▸ ФРАГМЕНТ ТЕКСТА
--------------------------------------------------

Я не хочу сказать, что не заметно было вообще никаких предвестий. Но они не могли не быть смутными. Однажды я заметил, как Эдмонд, человек, наделенный даром предчувствия, разглядывал потолок, словно искал там какой-то фатальный предмет. Как-то подняла вой большая русская борзая, ее успокоили снотворным.
События последних двенадцати лет исказили картину, характерной чертой которой была как раз та незначительность, которая является неотъемлемой частью безумств нигилистического общества, ее выматывающих душу ночных разговоров. Когда взлетает на воздух крепостная башня, начинаешь преувеличивать значение спичек. В то время бойкие умники, которые потом уверяли, будто бы еще тогда все знали наперед, не слишком высоко ставили доктора. «Этим ребятам еще многому предстоит поучиться», — такое высказывание я сам слышал по радио из уст Штофрегена, который впоследствии был назначен преемником толстяка, застрелившегося перед зеркалом. Такие высказывания можно потом по желанию вспомнить или забыть в зависимости от того, что тебя больше устраивает. Память услужлива.

--------------------------------------------------

▸ ЗАПИСИ НАБОРА ДАННЫХ
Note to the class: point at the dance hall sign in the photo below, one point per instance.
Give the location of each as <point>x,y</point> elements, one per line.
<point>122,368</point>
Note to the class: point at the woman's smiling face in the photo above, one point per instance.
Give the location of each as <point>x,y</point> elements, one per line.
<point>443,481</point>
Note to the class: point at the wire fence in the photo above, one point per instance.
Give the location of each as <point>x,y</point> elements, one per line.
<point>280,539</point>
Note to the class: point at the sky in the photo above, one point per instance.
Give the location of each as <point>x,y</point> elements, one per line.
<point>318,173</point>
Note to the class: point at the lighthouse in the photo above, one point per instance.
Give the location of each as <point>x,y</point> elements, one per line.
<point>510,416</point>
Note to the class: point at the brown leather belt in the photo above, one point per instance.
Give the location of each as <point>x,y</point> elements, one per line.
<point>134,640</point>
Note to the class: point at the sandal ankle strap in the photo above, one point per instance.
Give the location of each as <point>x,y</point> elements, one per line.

--------------------------------------------------

▸ ЗАДАНИЕ 1
Пожалуйста, перепишите часть фрагмента, начиная с «События последних двенадцати» и заканчивая «устраивает. Память услужлива.», заменив «доктора» на «профессора».
▸ ЗАДАНИЕ 2
Что сделали с большой русской борзой, когда она подняла вой, согласно фрагменту?
Опирайтесь только на фрагмент, а не на материал.

▸ ОТВЕТ 1
События последних двенадцати лет исказили картину, характерной чертой которой была как раз та незначительность, которая является неотъемлемой частью безумств нигилистического общества, ее выматывающих душу ночных разговоров. Когда взлетает на воздух крепостная башня, начинаешь преувеличивать значение спичек. В то время бойкие умники, которые потом уверяли, будто бы еще тогда все знали наперед, не слишком высоко ставили профессора. «Этим ребятам еще многому предстоит поучиться», — такое высказывание я сам слышал по радио из уст Штофрегена, который впоследствии был назначен преемником толстяка, застрелившегося перед зеркалом. Такие высказывания можно потом по желанию вспомнить или забыть в зависимости от того, что тебя больше устраивает. Память услужлива.

▸ ОТВЕТ 2
Её успокоили снотворным.